• [Brief] Only the lines from the start of the data through the one containing "Target: sky" belong in your answer; return them exactly.
====== Material supplied
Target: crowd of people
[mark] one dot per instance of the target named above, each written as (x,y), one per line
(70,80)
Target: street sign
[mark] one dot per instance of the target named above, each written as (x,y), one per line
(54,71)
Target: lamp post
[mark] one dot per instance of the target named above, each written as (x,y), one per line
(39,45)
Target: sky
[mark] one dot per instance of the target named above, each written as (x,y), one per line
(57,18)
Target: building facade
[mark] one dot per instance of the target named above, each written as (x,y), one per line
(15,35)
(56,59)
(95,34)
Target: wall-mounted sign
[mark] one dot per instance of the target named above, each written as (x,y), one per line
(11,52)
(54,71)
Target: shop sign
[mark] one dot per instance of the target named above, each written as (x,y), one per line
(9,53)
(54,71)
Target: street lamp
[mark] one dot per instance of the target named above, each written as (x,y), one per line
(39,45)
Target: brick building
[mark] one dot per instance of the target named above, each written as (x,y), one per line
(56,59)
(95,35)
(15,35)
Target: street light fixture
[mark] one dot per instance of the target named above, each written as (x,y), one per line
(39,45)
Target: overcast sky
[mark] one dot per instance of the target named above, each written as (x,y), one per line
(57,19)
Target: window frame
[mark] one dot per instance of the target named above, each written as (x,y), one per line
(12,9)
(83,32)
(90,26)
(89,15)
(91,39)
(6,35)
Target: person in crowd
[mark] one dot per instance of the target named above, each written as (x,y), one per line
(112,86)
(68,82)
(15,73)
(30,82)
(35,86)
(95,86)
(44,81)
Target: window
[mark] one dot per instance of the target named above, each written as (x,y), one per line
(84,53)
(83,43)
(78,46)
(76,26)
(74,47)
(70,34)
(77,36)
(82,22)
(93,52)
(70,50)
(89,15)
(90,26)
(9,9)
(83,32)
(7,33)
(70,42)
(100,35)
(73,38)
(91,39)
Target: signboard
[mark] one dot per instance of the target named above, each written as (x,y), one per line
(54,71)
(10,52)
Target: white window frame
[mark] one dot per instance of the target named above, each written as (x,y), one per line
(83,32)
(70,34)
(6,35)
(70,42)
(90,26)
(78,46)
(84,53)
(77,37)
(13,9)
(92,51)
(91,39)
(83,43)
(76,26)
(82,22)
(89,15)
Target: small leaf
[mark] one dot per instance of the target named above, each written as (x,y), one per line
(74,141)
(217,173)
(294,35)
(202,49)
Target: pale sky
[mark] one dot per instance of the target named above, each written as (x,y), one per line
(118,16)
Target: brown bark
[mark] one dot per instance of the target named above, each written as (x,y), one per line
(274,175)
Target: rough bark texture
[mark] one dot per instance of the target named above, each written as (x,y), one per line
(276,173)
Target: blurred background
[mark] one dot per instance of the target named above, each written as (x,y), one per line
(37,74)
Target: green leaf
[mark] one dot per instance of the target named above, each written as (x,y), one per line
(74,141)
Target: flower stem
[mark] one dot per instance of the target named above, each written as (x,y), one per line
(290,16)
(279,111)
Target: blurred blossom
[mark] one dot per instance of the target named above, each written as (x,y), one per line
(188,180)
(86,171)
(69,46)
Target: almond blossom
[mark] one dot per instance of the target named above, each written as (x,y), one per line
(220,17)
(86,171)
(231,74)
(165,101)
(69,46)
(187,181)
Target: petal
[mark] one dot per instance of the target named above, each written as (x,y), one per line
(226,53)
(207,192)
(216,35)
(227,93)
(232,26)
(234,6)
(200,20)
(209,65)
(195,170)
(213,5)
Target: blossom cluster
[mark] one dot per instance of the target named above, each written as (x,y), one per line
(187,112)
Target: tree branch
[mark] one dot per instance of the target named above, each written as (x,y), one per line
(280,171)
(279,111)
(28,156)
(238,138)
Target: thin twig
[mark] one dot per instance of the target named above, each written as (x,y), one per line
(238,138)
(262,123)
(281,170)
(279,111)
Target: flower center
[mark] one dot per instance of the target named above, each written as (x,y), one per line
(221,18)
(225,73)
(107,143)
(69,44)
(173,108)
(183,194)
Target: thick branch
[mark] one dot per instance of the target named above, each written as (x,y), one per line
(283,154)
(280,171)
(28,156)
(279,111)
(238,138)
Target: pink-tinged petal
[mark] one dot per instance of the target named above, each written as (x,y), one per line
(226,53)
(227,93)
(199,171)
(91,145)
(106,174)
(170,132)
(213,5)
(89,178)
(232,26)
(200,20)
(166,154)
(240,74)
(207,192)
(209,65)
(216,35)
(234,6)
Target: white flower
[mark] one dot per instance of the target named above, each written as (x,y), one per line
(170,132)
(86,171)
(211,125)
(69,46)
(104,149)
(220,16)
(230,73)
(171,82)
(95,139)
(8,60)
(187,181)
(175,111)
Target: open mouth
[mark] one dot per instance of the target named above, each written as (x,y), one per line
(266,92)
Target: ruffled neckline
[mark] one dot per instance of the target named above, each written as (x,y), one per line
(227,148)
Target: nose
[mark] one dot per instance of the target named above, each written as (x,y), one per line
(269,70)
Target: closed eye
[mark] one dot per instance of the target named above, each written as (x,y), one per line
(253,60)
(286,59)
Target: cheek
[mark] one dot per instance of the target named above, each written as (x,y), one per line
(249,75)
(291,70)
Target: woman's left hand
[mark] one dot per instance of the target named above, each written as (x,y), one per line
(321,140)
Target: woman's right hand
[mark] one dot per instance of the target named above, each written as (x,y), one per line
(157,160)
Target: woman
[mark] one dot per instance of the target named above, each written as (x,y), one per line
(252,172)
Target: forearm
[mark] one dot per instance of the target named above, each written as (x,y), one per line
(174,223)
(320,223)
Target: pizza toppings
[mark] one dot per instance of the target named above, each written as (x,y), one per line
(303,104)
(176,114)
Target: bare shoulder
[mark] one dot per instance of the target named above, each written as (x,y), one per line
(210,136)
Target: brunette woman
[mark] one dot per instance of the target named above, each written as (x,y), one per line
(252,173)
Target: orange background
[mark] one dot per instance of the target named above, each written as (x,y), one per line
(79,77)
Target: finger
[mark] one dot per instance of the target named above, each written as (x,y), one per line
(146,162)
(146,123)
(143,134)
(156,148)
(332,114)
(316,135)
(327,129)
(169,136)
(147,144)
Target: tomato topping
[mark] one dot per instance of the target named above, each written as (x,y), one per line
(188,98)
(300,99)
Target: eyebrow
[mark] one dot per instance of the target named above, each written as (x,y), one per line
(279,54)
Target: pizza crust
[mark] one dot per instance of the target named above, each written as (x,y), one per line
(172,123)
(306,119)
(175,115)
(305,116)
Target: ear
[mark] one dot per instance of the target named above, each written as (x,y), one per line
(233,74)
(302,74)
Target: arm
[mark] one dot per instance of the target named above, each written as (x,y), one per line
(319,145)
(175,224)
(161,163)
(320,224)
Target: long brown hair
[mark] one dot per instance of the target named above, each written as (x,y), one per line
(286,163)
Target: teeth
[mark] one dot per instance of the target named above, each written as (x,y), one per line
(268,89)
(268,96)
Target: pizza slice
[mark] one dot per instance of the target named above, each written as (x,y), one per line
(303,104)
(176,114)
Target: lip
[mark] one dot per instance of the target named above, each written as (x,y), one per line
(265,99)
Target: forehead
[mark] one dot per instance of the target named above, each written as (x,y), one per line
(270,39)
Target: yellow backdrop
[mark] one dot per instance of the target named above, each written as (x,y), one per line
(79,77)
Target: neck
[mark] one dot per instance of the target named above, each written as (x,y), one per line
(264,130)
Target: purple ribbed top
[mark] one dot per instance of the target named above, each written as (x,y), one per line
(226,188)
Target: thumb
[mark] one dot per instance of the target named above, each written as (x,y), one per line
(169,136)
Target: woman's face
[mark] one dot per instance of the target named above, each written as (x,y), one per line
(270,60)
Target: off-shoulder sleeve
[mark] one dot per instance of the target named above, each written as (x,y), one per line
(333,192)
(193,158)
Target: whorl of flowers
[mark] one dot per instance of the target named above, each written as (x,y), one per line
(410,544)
============
• [Answer to this exercise]
Target: crowd of people
[mark] one dot per instance of the target named above, each written as (x,y), one per line
(70,80)
Target: street sign
[mark] one dot per instance of the target named above, each written as (x,y), one per line
(54,71)
Target: lamp post
[mark] one dot per instance of the target named above, each written as (x,y), one per line
(39,45)
Target: sky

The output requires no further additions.